## Exercício
Identifique todas as linhas abaixo em que aparece a palavra "pillar" e copie cada uma delas.

--*--

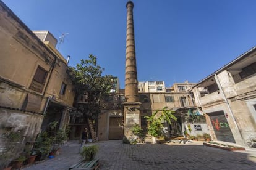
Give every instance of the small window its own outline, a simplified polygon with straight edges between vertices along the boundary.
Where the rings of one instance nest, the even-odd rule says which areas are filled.
[[[148,96],[147,95],[139,95],[139,99],[140,100],[140,102],[142,103],[145,103],[145,102],[148,102],[149,100],[148,100]]]
[[[105,98],[104,99],[104,101],[106,103],[108,102],[111,102],[114,100],[114,96],[113,95],[108,95],[105,97]]]
[[[47,77],[47,71],[38,66],[29,88],[38,92],[42,92]]]
[[[174,98],[173,97],[173,96],[166,96],[165,101],[166,102],[166,103],[173,103],[174,102]]]
[[[41,67],[38,67],[33,79],[40,83],[44,83],[47,71]]]
[[[162,103],[160,100],[160,96],[158,94],[153,94],[153,99],[154,100],[154,103]]]
[[[67,87],[67,84],[62,83],[62,84],[61,84],[61,91],[59,92],[59,94],[64,95],[66,87]]]

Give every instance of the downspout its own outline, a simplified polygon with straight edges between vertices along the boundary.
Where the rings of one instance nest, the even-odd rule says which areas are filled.
[[[226,98],[226,95],[225,95],[225,94],[224,93],[223,90],[223,89],[222,89],[222,87],[221,87],[221,84],[220,84],[220,83],[219,79],[218,79],[217,75],[215,73],[215,74],[214,75],[214,76],[215,76],[215,81],[216,81],[216,82],[217,83],[217,85],[218,85],[218,88],[219,88],[219,90],[220,90],[220,92],[221,93],[221,94],[222,94],[222,95],[223,95],[223,99],[224,99],[224,101],[225,101],[225,103],[226,103],[226,105],[227,105],[227,106],[228,106],[228,110],[229,111],[229,113],[231,113],[231,115],[232,119],[234,121],[234,124],[235,124],[236,128],[236,129],[238,130],[238,131],[239,132],[239,134],[240,134],[240,136],[241,136],[241,138],[242,138],[242,139],[243,139],[242,136],[242,134],[241,134],[241,131],[240,131],[239,129],[238,128],[238,126],[237,126],[237,123],[236,123],[236,119],[234,118],[233,111],[232,111],[232,110],[231,110],[231,107],[230,107],[229,103],[229,102],[228,102],[228,99],[227,99],[227,98]]]
[[[43,98],[45,97],[45,92],[46,92],[47,87],[48,87],[48,85],[49,85],[49,82],[51,79],[51,75],[53,75],[53,69],[54,68],[54,66],[55,66],[55,64],[56,63],[57,57],[55,56],[55,55],[54,55],[54,57],[55,57],[54,61],[54,62],[53,63],[53,64],[51,67],[51,70],[50,70],[50,72],[49,72],[49,78],[48,79],[47,82],[46,82],[46,85],[45,86],[45,91],[43,91]],[[46,103],[45,104],[45,108],[44,108],[44,110],[43,110],[43,115],[45,115],[45,113],[46,112],[46,110],[47,110],[47,108],[48,108],[48,105],[49,105],[49,102],[51,99],[52,99],[52,98],[53,98],[52,96],[49,96],[49,97],[48,97],[47,102],[46,102]]]
[[[45,108],[44,108],[43,112],[43,115],[45,115],[45,113],[46,112],[47,108],[48,108],[48,105],[49,105],[49,102],[51,99],[52,99],[51,96],[48,97],[48,99],[47,99],[47,102],[46,102],[46,103],[45,104]]]

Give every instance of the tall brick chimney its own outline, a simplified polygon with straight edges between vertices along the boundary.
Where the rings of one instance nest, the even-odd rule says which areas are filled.
[[[127,18],[126,25],[126,79],[124,94],[127,102],[139,102],[138,80],[134,41],[133,12],[134,3],[126,4]]]
[[[135,124],[141,126],[140,105],[138,96],[138,80],[137,78],[136,57],[134,41],[133,18],[134,3],[129,1],[126,25],[126,79],[124,95],[126,101],[124,105],[124,135],[130,140],[131,128]]]

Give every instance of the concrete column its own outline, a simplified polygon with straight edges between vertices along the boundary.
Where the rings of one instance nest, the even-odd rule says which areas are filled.
[[[139,102],[139,97],[132,12],[134,3],[130,1],[128,1],[126,4],[126,7],[127,9],[127,17],[124,94],[126,102]]]

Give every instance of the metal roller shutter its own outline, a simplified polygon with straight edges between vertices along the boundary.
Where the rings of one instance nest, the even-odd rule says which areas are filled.
[[[124,129],[122,127],[122,117],[109,118],[109,139],[122,139]]]
[[[208,114],[218,140],[236,143],[223,111]]]

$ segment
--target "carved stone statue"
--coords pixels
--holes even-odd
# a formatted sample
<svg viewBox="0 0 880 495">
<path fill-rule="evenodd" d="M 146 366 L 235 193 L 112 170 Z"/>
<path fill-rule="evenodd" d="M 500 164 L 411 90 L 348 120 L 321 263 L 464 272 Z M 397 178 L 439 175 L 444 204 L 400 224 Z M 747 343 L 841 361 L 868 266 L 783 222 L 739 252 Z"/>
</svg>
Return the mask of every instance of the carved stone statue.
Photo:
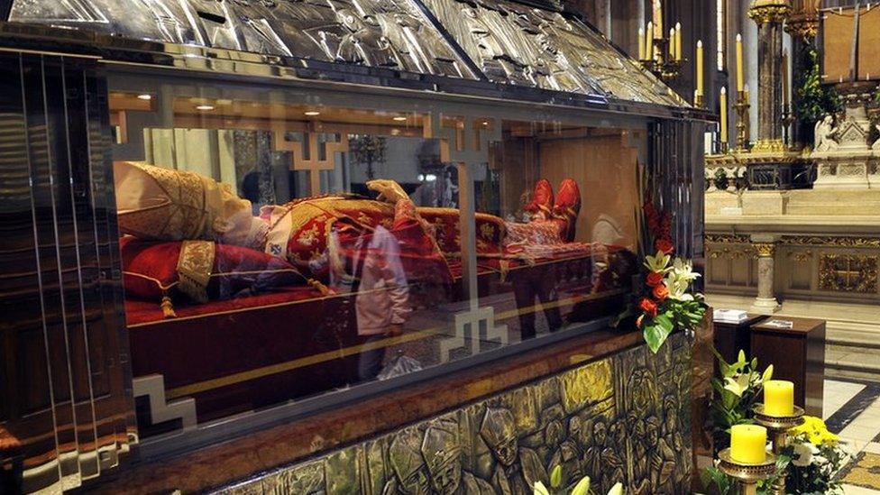
<svg viewBox="0 0 880 495">
<path fill-rule="evenodd" d="M 537 453 L 519 446 L 513 414 L 508 409 L 486 409 L 480 435 L 498 463 L 492 483 L 504 495 L 531 495 L 536 481 L 547 480 L 547 472 Z"/>
<path fill-rule="evenodd" d="M 834 118 L 831 115 L 825 115 L 825 118 L 816 123 L 815 127 L 815 151 L 832 151 L 838 149 L 838 142 L 832 137 L 838 132 L 834 126 Z"/>
</svg>

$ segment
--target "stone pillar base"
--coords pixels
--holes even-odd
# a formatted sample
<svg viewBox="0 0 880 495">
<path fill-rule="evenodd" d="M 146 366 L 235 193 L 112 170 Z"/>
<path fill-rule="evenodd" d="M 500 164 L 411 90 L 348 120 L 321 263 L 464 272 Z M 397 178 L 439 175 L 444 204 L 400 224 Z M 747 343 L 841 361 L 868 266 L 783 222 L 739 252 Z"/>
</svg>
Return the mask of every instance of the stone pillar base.
<svg viewBox="0 0 880 495">
<path fill-rule="evenodd" d="M 779 301 L 775 298 L 756 298 L 755 302 L 748 308 L 750 313 L 757 313 L 758 315 L 772 315 L 782 307 Z"/>
</svg>

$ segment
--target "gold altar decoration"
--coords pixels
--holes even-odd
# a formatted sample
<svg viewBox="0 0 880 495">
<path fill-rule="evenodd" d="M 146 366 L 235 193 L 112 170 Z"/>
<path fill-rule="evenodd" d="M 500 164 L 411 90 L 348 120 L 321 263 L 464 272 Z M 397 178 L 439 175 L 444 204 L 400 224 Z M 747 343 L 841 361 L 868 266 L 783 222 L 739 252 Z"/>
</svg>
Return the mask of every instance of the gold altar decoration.
<svg viewBox="0 0 880 495">
<path fill-rule="evenodd" d="M 876 293 L 877 257 L 823 254 L 819 260 L 819 289 L 836 292 Z"/>
<path fill-rule="evenodd" d="M 758 25 L 784 22 L 792 13 L 788 0 L 755 0 L 748 9 L 748 17 Z"/>
</svg>

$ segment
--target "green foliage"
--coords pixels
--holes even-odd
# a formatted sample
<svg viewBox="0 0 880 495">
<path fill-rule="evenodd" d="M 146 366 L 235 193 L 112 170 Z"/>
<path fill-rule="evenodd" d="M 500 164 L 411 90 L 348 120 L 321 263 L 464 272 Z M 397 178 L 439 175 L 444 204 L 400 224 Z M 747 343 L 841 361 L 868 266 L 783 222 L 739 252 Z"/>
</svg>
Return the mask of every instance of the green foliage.
<svg viewBox="0 0 880 495">
<path fill-rule="evenodd" d="M 820 419 L 819 421 L 821 422 Z M 825 427 L 823 422 L 822 427 Z M 843 489 L 837 474 L 850 460 L 851 456 L 837 441 L 820 441 L 817 444 L 811 441 L 809 434 L 801 433 L 789 437 L 789 445 L 783 449 L 776 465 L 788 470 L 786 493 L 842 494 Z"/>
<path fill-rule="evenodd" d="M 831 87 L 822 86 L 819 50 L 810 47 L 802 55 L 809 70 L 796 73 L 794 80 L 794 115 L 810 130 L 823 115 L 840 111 L 840 98 Z"/>
<path fill-rule="evenodd" d="M 712 378 L 712 398 L 710 417 L 716 452 L 730 446 L 730 427 L 754 423 L 752 407 L 764 389 L 764 382 L 773 378 L 773 365 L 764 372 L 757 371 L 757 359 L 748 361 L 739 351 L 737 362 L 729 363 L 714 351 L 720 376 Z"/>
</svg>

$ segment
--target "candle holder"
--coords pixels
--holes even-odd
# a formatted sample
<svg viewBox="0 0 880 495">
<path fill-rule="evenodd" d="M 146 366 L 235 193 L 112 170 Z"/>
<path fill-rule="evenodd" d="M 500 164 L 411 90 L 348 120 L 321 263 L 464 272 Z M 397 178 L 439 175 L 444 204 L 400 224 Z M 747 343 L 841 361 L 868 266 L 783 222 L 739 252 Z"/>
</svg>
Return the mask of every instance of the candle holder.
<svg viewBox="0 0 880 495">
<path fill-rule="evenodd" d="M 776 472 L 776 454 L 767 453 L 763 463 L 749 464 L 735 461 L 730 456 L 730 449 L 718 453 L 718 468 L 728 476 L 739 482 L 741 495 L 756 495 L 757 482 L 773 476 Z"/>
<path fill-rule="evenodd" d="M 788 445 L 788 430 L 803 423 L 803 409 L 794 406 L 794 412 L 791 416 L 769 416 L 764 412 L 764 404 L 756 404 L 752 408 L 755 413 L 755 422 L 767 430 L 773 435 L 773 454 L 779 455 Z M 779 473 L 773 483 L 775 495 L 785 495 L 785 472 Z"/>
<path fill-rule="evenodd" d="M 672 42 L 668 37 L 653 38 L 654 52 L 656 56 L 638 60 L 648 71 L 664 81 L 669 81 L 678 78 L 682 74 L 682 68 L 687 61 L 684 59 L 674 59 L 669 54 L 669 44 Z"/>
<path fill-rule="evenodd" d="M 737 111 L 737 149 L 738 152 L 748 151 L 748 98 L 746 97 L 745 91 L 737 92 L 737 103 L 733 104 L 734 110 Z"/>
</svg>

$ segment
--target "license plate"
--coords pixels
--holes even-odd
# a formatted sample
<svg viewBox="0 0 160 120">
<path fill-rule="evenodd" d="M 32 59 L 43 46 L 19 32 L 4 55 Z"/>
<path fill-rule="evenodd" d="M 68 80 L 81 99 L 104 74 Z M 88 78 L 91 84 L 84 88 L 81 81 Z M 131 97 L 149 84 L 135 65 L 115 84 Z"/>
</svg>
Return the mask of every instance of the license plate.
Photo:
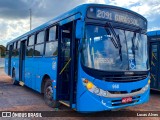
<svg viewBox="0 0 160 120">
<path fill-rule="evenodd" d="M 132 97 L 122 98 L 122 103 L 130 103 L 132 102 Z"/>
</svg>

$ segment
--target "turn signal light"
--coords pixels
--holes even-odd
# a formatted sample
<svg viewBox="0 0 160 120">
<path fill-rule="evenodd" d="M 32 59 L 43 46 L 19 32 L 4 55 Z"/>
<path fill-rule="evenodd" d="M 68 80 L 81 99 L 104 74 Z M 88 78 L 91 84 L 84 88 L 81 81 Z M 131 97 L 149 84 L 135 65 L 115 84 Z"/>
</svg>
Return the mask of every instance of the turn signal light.
<svg viewBox="0 0 160 120">
<path fill-rule="evenodd" d="M 149 80 L 148 80 L 148 84 L 150 84 L 150 83 L 151 83 L 151 80 L 149 79 Z"/>
<path fill-rule="evenodd" d="M 86 85 L 87 89 L 92 89 L 93 86 L 94 86 L 94 85 L 93 85 L 93 83 L 91 83 L 91 82 L 88 82 L 87 85 Z"/>
</svg>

--*--

## Resultado
--target "stone pillar base"
Return the mask of every instance of the stone pillar base.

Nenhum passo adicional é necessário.